TASK OBJECTIVE> According to the passage on medical students' diagnostic abilities, what is a primary goal of medical school training?

DOCUMENT PASSAGE>
=======

Dr. Williams is J. Roland Folse Professor of Surgical Education Emeritus, Department of Surgery, Southern Illinois University School of Medicine, Springfield, Illinois.

Dr. Klamen is associate dean for education and curriculum, and professor and chair, Department of Medical Education, Southern Illinois University School of Medicine, Springfield, Illinois.

Correspondence should be addressed to Dr. Williams, Department of Surgery, Southern Illinois University School of Medicine, 800 North Rutledge St., PO Box 19638, Springfield, IL 62794-9638; telephone: (217) 545-0529; fax: (217) 545-1793; e-mail:

One of the core abilities of physicians is the ability to organize and use their knowledge to collect pertinent data about patients, to generate an appropriate list of likely diagnoses given the chief complaint of the patient, and to make good diagnostic decisions based on the available data. In this report, we will refer to this constellation of abilities as diagnostic justification (DXJ) ability. Given the importance of this ability for physicians, developing DXJ abilities in medical students is a primary goal of medical school training.

Most of the studies on DXJ abilities of medical students1–3 have been conducted with a small subset of medical students or with one class in which medical students reasoned through one or two cases. There are few studies of DXJ ability once medical students leave medical school. Most studies that identify performance problems after medical school4 focus on professional behavior rather than clinical reasoning problems. Those that investigate clinical reasoning problems of physicians5 are focused on the nature of clinical reasoning problems rather than on the performance of the population of physicians as a whole.

=======

STUDY MATERIAL>
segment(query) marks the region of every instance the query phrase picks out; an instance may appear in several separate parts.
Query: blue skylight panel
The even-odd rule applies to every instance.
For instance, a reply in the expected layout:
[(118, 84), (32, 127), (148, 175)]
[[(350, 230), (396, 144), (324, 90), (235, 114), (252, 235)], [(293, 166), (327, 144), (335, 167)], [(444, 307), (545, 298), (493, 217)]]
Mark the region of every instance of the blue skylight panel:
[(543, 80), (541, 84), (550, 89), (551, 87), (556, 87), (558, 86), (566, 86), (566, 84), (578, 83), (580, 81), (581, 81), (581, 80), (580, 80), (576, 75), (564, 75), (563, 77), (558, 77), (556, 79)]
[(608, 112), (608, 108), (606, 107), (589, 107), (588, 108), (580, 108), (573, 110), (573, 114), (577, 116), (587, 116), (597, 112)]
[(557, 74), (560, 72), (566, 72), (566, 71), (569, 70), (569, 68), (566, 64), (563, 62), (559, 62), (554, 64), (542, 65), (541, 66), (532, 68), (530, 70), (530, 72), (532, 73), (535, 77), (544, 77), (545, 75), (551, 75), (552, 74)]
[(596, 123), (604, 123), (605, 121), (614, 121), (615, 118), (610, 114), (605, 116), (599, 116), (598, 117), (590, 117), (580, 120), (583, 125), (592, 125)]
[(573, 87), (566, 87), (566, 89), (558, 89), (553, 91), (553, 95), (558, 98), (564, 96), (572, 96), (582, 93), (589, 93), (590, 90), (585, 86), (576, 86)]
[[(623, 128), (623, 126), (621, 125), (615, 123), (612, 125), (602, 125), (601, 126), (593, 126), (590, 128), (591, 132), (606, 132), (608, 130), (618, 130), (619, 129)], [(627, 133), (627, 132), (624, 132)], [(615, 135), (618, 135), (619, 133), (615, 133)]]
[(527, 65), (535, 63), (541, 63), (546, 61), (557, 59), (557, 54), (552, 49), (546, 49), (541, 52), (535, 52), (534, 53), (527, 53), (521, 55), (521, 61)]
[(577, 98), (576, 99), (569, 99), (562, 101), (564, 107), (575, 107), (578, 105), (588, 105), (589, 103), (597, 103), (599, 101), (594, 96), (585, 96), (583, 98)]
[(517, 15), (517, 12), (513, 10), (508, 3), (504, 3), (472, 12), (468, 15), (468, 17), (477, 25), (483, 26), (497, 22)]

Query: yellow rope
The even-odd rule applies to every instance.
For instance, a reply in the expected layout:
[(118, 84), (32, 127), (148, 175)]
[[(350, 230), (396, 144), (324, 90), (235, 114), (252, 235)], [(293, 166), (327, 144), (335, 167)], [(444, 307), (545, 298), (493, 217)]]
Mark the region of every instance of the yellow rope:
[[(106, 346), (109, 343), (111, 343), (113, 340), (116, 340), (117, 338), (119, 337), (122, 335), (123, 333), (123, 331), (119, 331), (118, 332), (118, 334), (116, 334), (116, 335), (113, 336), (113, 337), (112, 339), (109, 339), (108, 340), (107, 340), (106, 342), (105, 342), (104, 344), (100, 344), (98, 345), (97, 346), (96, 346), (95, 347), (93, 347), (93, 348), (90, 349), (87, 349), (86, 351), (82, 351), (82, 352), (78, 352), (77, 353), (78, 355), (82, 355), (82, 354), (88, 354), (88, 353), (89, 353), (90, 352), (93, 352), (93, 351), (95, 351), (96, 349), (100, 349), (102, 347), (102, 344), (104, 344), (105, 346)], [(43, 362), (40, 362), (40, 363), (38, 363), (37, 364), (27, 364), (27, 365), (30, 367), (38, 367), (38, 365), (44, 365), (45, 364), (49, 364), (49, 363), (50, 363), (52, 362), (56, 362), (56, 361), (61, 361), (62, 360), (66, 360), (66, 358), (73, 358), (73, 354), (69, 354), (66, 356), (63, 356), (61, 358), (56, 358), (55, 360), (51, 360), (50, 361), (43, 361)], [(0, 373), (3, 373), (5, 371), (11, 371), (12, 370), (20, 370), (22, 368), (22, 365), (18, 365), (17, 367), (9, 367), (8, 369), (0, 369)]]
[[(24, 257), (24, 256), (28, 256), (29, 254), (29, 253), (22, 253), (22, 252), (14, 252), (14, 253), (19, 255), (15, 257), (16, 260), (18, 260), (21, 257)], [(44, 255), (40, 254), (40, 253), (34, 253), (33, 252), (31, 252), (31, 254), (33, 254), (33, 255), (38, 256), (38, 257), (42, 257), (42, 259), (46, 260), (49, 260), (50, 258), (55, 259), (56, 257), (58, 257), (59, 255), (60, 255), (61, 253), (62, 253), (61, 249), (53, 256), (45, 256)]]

=======

RESULT FOR THIS EXERCISE> Developing diagnostic justification (DXJ) abilities in medical students.